**Set task A:**
Name every person mentioned in the UAE insolvency article below.

**Text section:**
§

Businesses are failing too. But the option to publicly declare bankruptcy or put a company into administration is rarely, if ever, put into practice. Dubai-based al-Barakah Properties publicly declared itself insolvent with 400 million dirhams of debts after worried investors tried to cash their post-dated checks, which then bounced. The chief executive, Imran Khan is currently in hiding, indicating he will only return to address creditor concerns once the current police cases against him are dropped so that he can address their requirements.
But this route is rarely taken, notes Alec Emmerson, a consultant at international law firm Clyde & Co., and one of the few experienced insolvency practitioners based in the Middle East. “The traditional way of bailing business in the UAE,” he says, “is to empty the bank accounts and go to wherever you came from, if you’re a foreigner.”
Declaring insolvency can mean up to five years in jail, and issuers of rubber checks can also expect to end up in a cell. This last point does not necessarily help creditors. “I think the system actually encourages people to pack up and go instead of staying and working it out,” says Emmerson. “Unfortunately, there is no easy process here that allows third-party creditors to go along to the court and petition for bankruptcy here, and the process is pretty convoluted,” he adds.
The answer is clear according to Nasser al-Saidi, chief economist at DIFC. The current UAE insolvency and bankruptcy laws need to be reformed. “Strengthening insolvency laws is crucial. If you look at our frameworks across the region, they haven’t evolved in the past 30 or 40 years,” he says. “If there’s a silver lining out of the financial crisis of 2008 as far as we’re concerned, it is the realization that we need to modernize our bankruptcy and insolvency framework and procedures.”
The DIFC has its own insolvency law, similar to the British Insolvency Act. But an as-yet unpublished report by Hawkamah, in conjunction with the World Bank, the OECD and insolvency practitioners INSOL International, says GCC nations lag behind OECD nations on insolvency and bankruptcy. “If the effort is put in, we could see these results change within two to three years,” says al-Saidi.
Clearer insolvency laws could reduce the number of businesses that implode, but reforming them seems a long way off. Nevertheless, Emmerson notes that such laws may not need to be used extensively in the UAE. “We’ve still got a vibrant economy in the UAE, both in Dubai and Abu Dhabi and the other emirates, so we’re not talking about a general meltdown,” he says. “Although there will be quite a lot of grief during this year, the vast majority of businesses will go through it.”
Still, Swiss Bank UBS says the current population of Dubai will shrink by up to a tenth by 2010. It should be noted that those who are likely to suffer will come from the many small and medium enterprises across the emirate. These are the businesses that will decrease the surplus population. And for now, cars will continue to be abandoned at the airport. Time will tell whether insolvency legislation reform can stop this.

§

**Set task B:**
Return each line of the rows below that contains the word "orange".

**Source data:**
§

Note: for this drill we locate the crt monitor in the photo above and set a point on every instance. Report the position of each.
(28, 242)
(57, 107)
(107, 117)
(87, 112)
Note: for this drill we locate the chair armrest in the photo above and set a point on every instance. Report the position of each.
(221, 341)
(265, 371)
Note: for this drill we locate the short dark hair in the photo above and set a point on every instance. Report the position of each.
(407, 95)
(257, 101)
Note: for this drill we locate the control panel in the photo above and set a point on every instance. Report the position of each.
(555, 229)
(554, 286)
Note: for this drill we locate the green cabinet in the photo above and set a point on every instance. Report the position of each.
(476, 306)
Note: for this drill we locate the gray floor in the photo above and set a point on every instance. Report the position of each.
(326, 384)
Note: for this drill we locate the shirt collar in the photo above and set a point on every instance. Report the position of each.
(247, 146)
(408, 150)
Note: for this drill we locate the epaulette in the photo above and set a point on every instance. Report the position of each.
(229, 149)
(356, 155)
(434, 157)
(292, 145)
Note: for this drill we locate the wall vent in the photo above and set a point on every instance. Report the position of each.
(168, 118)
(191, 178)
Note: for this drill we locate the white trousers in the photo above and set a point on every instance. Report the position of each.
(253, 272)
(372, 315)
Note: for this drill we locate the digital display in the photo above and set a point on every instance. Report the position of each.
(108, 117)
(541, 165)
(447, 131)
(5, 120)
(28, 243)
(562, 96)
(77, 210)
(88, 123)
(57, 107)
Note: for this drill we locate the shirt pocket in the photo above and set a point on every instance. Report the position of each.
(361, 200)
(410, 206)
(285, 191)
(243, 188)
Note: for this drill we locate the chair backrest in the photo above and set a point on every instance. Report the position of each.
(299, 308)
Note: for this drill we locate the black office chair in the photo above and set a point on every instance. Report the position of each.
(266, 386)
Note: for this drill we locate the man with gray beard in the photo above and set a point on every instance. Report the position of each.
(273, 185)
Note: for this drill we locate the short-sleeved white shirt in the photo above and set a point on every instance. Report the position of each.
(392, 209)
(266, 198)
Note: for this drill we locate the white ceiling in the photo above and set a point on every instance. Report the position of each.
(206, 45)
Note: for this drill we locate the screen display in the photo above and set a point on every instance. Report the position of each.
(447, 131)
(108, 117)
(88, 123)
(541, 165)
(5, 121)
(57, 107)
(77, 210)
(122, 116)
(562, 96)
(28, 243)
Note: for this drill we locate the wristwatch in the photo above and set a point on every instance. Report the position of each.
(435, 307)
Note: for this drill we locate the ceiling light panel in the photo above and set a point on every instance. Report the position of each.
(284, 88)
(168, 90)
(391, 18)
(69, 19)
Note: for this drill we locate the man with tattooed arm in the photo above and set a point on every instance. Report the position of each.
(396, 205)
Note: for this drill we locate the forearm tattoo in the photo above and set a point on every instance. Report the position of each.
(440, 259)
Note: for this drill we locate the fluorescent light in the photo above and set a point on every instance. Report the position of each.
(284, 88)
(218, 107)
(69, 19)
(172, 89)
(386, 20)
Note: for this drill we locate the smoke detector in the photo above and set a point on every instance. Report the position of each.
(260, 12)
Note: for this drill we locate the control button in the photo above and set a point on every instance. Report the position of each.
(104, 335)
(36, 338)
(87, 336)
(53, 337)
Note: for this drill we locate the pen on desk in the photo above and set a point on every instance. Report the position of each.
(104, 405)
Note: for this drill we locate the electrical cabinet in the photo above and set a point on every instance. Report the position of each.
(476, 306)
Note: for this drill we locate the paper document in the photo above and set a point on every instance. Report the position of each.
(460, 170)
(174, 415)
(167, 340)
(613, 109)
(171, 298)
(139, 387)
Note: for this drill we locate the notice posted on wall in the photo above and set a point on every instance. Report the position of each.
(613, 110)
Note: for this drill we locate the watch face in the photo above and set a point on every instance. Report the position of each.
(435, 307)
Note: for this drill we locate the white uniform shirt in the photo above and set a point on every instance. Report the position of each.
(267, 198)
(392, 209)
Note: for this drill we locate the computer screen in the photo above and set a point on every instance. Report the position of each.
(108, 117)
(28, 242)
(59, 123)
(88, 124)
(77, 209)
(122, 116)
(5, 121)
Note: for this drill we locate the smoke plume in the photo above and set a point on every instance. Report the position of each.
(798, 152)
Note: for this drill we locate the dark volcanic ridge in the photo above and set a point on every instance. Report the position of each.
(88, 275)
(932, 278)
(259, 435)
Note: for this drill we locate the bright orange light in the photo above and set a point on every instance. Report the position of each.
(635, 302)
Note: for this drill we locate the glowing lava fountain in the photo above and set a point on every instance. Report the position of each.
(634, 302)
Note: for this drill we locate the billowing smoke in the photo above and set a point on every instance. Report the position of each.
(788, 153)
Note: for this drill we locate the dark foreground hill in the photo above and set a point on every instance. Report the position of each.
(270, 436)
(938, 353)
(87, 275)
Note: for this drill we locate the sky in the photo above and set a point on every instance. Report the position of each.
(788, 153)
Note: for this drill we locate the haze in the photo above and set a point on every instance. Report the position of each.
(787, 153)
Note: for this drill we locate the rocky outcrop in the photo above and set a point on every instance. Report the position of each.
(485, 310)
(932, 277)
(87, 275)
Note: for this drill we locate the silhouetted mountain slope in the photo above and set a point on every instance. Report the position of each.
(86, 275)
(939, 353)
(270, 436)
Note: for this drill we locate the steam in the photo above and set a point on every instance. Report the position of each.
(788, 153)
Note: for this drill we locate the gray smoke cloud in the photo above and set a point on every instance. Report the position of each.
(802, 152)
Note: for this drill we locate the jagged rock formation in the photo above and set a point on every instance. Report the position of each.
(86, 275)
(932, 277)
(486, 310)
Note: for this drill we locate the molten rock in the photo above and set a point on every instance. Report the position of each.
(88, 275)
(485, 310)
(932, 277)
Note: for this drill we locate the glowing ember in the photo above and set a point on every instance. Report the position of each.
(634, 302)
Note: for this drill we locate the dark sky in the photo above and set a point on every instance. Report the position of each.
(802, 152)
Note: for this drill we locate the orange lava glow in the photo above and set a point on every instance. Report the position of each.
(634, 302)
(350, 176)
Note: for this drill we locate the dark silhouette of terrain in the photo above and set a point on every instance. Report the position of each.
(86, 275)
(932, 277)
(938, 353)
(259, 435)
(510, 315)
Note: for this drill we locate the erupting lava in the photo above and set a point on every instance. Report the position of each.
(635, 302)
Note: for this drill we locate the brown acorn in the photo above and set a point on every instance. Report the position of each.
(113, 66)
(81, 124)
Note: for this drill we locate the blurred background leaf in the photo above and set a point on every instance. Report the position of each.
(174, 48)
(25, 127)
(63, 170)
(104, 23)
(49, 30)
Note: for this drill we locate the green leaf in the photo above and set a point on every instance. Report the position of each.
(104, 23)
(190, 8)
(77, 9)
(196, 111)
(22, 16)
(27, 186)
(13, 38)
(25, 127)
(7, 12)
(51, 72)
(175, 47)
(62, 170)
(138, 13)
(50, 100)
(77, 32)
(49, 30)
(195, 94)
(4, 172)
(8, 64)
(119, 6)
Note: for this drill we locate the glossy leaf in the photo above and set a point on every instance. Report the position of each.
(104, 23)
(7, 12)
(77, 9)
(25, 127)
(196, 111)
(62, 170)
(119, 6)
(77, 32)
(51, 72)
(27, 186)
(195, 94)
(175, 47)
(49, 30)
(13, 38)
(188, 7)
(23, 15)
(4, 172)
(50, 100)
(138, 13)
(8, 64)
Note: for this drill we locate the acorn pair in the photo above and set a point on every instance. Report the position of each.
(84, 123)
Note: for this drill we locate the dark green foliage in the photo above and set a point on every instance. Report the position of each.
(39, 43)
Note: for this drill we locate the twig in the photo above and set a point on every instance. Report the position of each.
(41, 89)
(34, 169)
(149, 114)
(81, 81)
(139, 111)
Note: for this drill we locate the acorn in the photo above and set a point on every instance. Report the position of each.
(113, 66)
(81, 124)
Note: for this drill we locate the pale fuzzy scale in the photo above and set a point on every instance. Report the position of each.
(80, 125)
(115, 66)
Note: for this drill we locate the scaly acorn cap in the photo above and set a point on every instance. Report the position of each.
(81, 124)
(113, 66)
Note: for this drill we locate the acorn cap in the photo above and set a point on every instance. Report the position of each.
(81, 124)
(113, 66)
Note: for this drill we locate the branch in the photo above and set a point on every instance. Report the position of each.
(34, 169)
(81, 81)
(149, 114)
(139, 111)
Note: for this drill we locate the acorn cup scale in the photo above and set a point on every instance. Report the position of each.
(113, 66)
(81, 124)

§

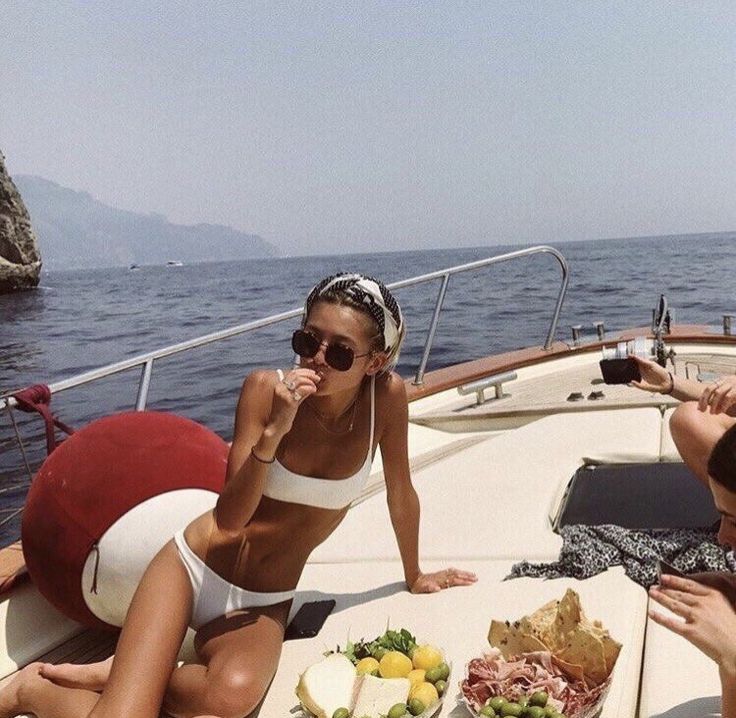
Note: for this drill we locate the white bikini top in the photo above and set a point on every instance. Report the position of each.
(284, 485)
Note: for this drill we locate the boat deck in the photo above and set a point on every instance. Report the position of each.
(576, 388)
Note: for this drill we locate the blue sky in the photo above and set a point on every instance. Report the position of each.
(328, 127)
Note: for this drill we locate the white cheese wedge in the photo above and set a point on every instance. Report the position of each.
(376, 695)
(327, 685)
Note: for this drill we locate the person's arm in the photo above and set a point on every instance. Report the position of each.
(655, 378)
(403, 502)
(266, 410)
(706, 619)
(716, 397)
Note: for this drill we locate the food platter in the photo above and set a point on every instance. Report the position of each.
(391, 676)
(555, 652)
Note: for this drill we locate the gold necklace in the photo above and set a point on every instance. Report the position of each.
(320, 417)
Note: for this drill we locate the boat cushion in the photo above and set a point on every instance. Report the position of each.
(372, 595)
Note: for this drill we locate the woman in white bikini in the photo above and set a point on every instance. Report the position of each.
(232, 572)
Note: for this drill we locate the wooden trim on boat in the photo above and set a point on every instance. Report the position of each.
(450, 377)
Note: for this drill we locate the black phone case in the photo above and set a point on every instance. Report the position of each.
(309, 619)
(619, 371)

§

**Final result A:**
Imran Khan
Alec Emmerson
Nasser al-Saidi

**Final result B:**
Note: for this drill we locate the bright orange light in the photo above and set a point on every instance. Report the position of each.
Note: for this drill we locate the orange lava glow in the photo above and set a point on every instance. Report the position of each.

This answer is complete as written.